Task requirements. Rewrite all the data below as a Markdown table with two columns, Number and Entry. Put each nonblank line in its own row, numbered in order, and leave out blank lines.
##############################
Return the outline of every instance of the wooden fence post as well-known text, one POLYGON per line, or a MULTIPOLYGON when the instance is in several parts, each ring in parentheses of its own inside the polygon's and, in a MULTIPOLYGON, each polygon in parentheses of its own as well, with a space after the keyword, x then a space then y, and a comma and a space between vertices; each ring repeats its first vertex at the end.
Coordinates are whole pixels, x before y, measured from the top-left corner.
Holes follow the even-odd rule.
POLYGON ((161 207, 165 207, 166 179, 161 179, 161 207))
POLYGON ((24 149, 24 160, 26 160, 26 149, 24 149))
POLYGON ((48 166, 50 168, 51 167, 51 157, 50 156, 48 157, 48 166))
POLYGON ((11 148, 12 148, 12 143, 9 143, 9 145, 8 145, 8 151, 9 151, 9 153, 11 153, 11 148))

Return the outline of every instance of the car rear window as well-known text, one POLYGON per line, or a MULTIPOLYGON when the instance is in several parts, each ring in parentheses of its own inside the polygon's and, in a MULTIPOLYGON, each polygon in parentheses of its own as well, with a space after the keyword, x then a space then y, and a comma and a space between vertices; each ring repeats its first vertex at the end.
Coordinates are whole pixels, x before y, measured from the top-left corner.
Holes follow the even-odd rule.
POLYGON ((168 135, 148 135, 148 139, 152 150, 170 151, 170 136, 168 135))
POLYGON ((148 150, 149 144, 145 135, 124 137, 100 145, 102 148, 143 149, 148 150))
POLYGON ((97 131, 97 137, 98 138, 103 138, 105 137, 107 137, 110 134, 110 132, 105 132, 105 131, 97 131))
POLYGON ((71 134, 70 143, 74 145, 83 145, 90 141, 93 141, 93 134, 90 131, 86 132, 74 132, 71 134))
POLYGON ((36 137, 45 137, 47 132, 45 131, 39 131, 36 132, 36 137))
##############################
Solution for this problem.
| Number | Entry |
|---|---|
| 1 | Return the outline of every instance of the wooden fence post as well-known text, one POLYGON per line, or a MULTIPOLYGON when the instance is in several parts, each ring in parentheses of its own inside the polygon's and, in a MULTIPOLYGON, each polygon in parentheses of its own as well, with a space after the keyword, x then a space then y, and a comma and a space between vertices; each ring repeats its first vertex at the end. |
| 2 | Coordinates are whole pixels, x before y, measured from the top-left corner. |
| 3 | Holes follow the even-odd rule. |
| 4 | POLYGON ((161 207, 165 207, 166 179, 161 179, 161 207)) |
| 5 | POLYGON ((24 149, 24 160, 26 160, 26 149, 24 149)) |
| 6 | POLYGON ((48 166, 50 168, 51 167, 51 157, 50 156, 48 157, 48 166)) |
| 7 | POLYGON ((11 148, 12 148, 12 143, 9 143, 9 145, 8 145, 8 151, 9 151, 9 153, 11 153, 11 148)) |
| 8 | Return the outline of every instance of the car rear window as well-known text, one POLYGON per line, or a MULTIPOLYGON when the instance is in several parts, each ring in parentheses of its own inside the polygon's and, in a MULTIPOLYGON, each polygon in parentheses of its own as well, with a space after the keyword, x then a space then y, and a comma and a space between vertices; each ring repeats its first vertex at the end. |
| 9 | Coordinates are whole pixels, x before y, measured from the top-left corner. |
| 10 | Holes follow the even-odd rule. |
| 11 | POLYGON ((168 135, 148 135, 148 139, 152 150, 170 151, 170 136, 168 135)) |
| 12 | POLYGON ((148 150, 149 144, 145 135, 124 137, 100 145, 102 148, 143 149, 148 150)) |
| 13 | POLYGON ((97 131, 97 137, 98 138, 103 138, 105 137, 107 137, 110 134, 110 132, 105 132, 105 131, 97 131)) |
| 14 | POLYGON ((71 134, 70 143, 74 145, 83 145, 90 141, 93 141, 93 134, 90 131, 86 132, 74 132, 71 134)) |
| 15 | POLYGON ((36 137, 45 137, 47 132, 45 131, 39 131, 36 132, 36 137)) |